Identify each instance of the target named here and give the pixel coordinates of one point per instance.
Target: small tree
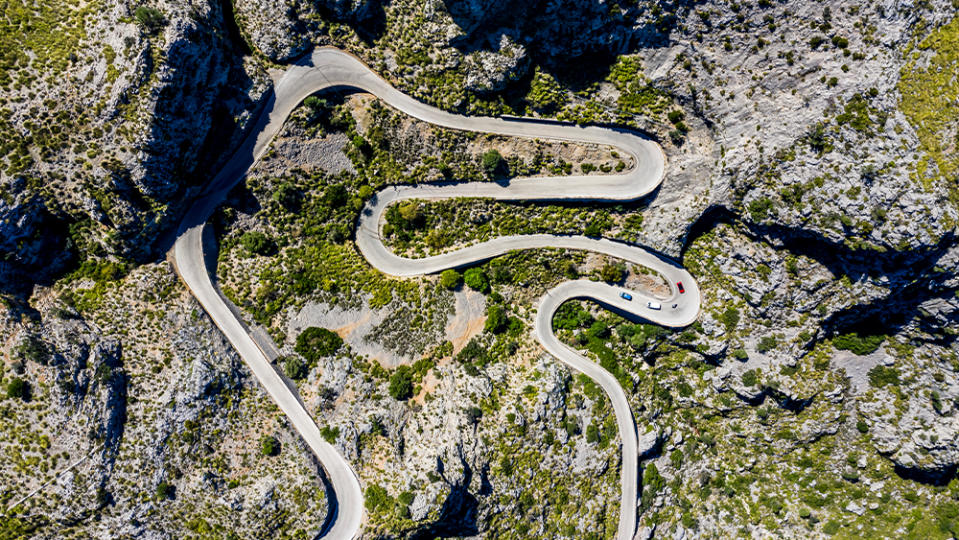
(450, 279)
(269, 445)
(315, 343)
(496, 319)
(401, 383)
(257, 243)
(165, 490)
(18, 388)
(295, 368)
(475, 278)
(612, 273)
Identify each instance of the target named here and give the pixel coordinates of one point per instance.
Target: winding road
(328, 68)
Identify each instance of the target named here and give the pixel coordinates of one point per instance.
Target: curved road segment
(328, 68)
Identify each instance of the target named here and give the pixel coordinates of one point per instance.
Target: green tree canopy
(269, 445)
(475, 278)
(401, 383)
(450, 279)
(315, 343)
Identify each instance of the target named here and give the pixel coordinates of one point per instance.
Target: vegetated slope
(811, 163)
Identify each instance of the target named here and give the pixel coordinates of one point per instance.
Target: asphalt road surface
(329, 68)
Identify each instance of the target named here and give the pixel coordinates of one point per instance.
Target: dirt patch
(468, 320)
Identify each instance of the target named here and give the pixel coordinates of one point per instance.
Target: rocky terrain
(811, 188)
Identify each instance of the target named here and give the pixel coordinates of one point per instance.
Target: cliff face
(119, 135)
(810, 189)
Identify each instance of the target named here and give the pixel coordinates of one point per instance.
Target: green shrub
(287, 196)
(315, 343)
(151, 19)
(612, 272)
(330, 434)
(295, 368)
(269, 445)
(450, 279)
(766, 344)
(496, 319)
(257, 243)
(401, 383)
(18, 388)
(165, 490)
(475, 278)
(377, 499)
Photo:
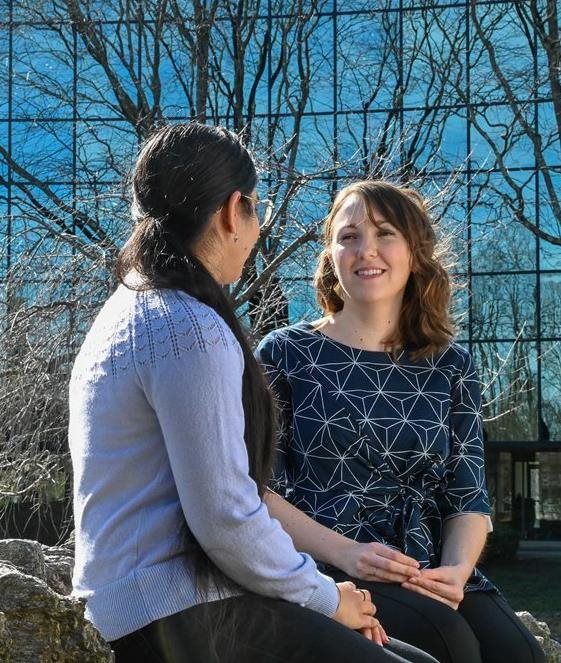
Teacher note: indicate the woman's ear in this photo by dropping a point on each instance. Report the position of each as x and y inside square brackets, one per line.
[228, 214]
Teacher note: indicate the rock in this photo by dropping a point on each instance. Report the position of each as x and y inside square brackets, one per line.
[59, 563]
[6, 645]
[551, 647]
[39, 621]
[39, 624]
[25, 555]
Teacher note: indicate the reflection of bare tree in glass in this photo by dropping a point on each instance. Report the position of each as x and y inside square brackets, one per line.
[90, 80]
[514, 106]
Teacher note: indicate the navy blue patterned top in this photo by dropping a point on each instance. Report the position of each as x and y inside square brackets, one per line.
[377, 448]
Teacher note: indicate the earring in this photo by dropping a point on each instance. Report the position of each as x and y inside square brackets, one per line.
[338, 290]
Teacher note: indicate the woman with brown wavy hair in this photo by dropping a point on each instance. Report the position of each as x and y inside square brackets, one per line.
[381, 448]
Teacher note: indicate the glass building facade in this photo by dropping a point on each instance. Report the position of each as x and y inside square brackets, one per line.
[460, 98]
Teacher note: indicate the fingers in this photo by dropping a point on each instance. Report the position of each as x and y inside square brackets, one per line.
[375, 632]
[385, 637]
[383, 564]
[365, 595]
[448, 590]
[378, 574]
[433, 595]
[395, 555]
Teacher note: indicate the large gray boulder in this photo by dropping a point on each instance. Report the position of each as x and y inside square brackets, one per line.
[551, 647]
[41, 623]
[38, 623]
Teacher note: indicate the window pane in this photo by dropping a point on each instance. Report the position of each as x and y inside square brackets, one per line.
[508, 372]
[551, 390]
[504, 306]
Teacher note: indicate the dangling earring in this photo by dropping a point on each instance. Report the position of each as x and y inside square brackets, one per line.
[338, 290]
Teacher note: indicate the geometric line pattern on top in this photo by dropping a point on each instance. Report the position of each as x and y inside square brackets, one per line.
[375, 447]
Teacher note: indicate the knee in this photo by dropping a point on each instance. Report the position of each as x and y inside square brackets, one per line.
[447, 636]
[458, 637]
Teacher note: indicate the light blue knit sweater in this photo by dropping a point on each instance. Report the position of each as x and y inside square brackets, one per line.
[156, 436]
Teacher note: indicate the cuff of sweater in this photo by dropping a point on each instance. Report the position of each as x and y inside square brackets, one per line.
[325, 598]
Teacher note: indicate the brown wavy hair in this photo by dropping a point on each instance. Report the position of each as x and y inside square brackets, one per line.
[425, 322]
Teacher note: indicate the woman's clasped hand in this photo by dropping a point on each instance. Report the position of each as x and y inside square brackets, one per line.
[357, 611]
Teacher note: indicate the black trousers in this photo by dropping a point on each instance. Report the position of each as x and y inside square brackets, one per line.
[484, 629]
[254, 629]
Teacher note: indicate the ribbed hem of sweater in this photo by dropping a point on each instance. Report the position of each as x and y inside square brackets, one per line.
[157, 591]
[144, 596]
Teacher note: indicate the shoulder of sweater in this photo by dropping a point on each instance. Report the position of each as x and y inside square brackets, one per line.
[292, 333]
[139, 328]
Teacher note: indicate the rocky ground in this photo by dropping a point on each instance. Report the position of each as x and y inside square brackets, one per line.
[39, 621]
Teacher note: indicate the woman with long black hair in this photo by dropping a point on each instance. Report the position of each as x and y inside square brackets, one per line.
[171, 435]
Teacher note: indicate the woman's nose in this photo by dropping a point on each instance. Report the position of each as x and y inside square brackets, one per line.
[368, 248]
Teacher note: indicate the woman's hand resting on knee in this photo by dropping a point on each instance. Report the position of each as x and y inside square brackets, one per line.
[357, 611]
[377, 562]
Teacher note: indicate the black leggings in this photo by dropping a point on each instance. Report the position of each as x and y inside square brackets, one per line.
[254, 629]
[484, 629]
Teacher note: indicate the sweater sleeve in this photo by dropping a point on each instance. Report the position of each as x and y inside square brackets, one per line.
[197, 397]
[466, 491]
[268, 354]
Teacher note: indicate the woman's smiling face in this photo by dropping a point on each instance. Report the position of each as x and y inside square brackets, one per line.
[371, 258]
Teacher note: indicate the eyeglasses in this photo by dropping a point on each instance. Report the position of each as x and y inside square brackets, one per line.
[262, 208]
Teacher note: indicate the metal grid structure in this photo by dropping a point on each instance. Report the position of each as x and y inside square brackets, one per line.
[527, 265]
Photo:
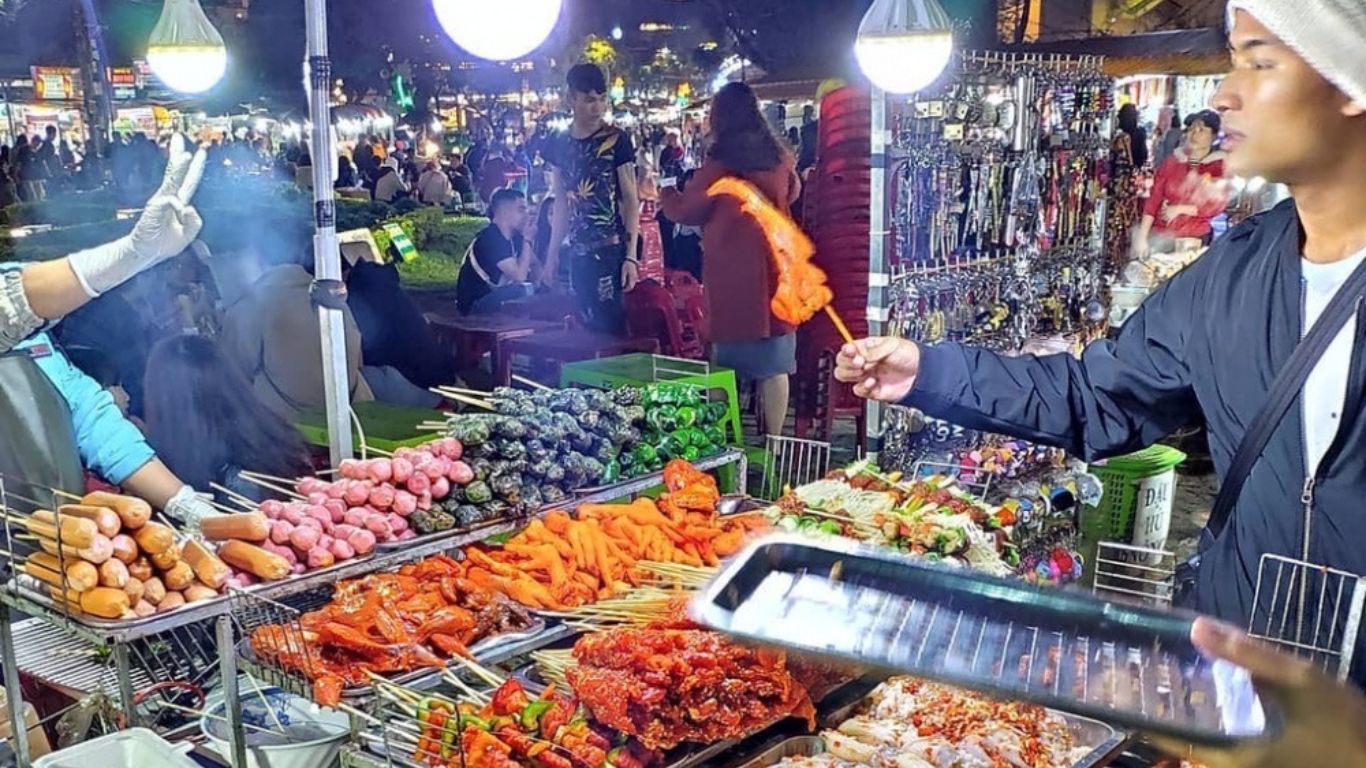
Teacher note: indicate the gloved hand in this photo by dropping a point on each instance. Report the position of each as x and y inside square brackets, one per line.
[190, 509]
[167, 226]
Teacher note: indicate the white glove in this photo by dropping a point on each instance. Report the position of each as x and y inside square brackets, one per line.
[167, 226]
[190, 509]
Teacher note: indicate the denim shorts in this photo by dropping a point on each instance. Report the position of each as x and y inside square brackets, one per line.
[758, 360]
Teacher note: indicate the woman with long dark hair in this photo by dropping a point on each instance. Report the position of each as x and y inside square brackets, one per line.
[208, 424]
[738, 272]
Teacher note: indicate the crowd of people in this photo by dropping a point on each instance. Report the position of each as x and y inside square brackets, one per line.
[34, 167]
[1169, 187]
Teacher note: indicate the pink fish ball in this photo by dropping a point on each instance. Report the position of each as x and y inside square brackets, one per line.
[435, 469]
[380, 528]
[342, 551]
[440, 488]
[381, 496]
[357, 494]
[280, 532]
[362, 541]
[335, 507]
[282, 551]
[380, 470]
[405, 503]
[305, 539]
[420, 484]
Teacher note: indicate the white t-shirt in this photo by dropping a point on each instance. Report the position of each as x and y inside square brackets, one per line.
[1325, 390]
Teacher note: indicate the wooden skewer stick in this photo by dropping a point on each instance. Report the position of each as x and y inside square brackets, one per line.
[247, 504]
[221, 719]
[463, 399]
[260, 693]
[271, 477]
[839, 324]
[272, 487]
[530, 381]
[463, 686]
[355, 712]
[463, 391]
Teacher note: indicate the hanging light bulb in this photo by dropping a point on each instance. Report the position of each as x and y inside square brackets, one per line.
[499, 32]
[903, 45]
[185, 51]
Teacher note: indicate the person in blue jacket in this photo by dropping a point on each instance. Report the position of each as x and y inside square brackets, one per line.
[55, 418]
[1206, 346]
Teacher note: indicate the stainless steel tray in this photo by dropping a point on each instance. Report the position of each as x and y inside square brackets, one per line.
[482, 651]
[1066, 651]
[439, 536]
[1103, 739]
[794, 746]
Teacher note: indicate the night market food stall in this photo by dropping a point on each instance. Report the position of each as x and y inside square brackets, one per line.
[476, 601]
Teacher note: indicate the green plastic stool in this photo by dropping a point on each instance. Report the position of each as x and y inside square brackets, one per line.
[387, 427]
[641, 369]
[1112, 519]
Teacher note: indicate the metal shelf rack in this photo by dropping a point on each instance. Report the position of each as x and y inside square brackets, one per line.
[75, 638]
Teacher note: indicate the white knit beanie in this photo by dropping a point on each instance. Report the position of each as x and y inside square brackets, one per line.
[1329, 34]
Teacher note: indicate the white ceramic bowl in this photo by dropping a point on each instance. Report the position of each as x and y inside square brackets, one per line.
[314, 734]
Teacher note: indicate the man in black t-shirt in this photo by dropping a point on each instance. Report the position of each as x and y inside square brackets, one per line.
[499, 260]
[597, 208]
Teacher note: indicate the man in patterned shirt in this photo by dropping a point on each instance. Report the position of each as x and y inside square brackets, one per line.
[597, 208]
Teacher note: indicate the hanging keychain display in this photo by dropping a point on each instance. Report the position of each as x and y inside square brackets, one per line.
[997, 183]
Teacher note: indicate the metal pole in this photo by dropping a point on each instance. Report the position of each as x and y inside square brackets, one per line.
[8, 112]
[124, 673]
[327, 257]
[879, 275]
[14, 692]
[231, 700]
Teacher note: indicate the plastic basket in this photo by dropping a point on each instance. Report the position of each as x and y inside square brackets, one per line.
[1112, 519]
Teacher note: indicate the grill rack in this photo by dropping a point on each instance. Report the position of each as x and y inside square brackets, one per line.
[976, 483]
[1309, 610]
[398, 734]
[252, 612]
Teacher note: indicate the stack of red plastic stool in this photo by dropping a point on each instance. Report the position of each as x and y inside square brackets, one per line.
[836, 217]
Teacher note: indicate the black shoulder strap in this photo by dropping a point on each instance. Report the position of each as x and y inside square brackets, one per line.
[1284, 391]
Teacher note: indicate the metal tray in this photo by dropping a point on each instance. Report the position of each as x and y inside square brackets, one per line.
[794, 746]
[482, 651]
[686, 756]
[1066, 651]
[1085, 733]
[439, 536]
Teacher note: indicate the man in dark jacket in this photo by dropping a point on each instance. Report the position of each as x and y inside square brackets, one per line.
[1205, 347]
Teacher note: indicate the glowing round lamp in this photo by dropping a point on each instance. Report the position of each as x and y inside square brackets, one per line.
[185, 51]
[497, 32]
[903, 45]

**WHAT IS EXPECTED**
For this exercise, please retype exactly the lines in the listing from the line with "Teacher note: indicate the grill" through its last line, both ends included.

**RIGHT ANSWER**
Teacher note: indicate the grill rack in this photo by dropping a point on each instance. Report the position of each as x and y inside square brackets, one per line.
[976, 483]
[1309, 610]
[398, 734]
[252, 612]
Teacher note: indicate the stack of red plastic stool in this photo by dropping a point on each instance. Report the position of each as x and y inside square brackets, one per line.
[836, 217]
Teacher note: indicate the black shoulder strap in this photo by dropping a point on each instance. Report the position of each as x and y inside square brackets, one per line.
[1284, 391]
Teacher note: indicate the metal tray in this photo by dropping a point on each instance. Report the position of each as x and y inside square brackets, one per line.
[794, 746]
[482, 651]
[686, 756]
[1066, 651]
[1085, 733]
[439, 536]
Teacher note: indicate the man in dark jacket in this photo by dropping a point on each instance. Report the position of each as x and y inside square brackets, one per line.
[1205, 347]
Teacher note: indicate the glowing round lamp in this photo by dropping a point on each instance. Report the position of each as x and y inside square brackets, one per line.
[185, 51]
[497, 32]
[903, 45]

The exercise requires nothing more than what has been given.